▸ Exercise brief
Pick out every line of the records below that contains the string "black", matching case exactly, and copy each one.

▸ Data supplied
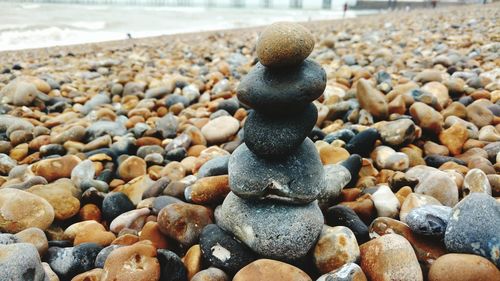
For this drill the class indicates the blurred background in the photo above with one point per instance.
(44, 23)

* * *

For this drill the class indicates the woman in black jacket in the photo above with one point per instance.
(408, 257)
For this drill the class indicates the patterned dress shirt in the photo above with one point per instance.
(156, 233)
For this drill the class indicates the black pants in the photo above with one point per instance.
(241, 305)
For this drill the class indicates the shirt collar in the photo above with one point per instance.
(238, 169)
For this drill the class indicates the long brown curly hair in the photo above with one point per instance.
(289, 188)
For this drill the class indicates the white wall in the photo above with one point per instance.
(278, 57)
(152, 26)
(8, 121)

▸ Exercise result
For this drill the class indicates the woman in black jacket in the photo above with one point per instance.
For this drill the class indicates the black pants in the photo above with one point per instance.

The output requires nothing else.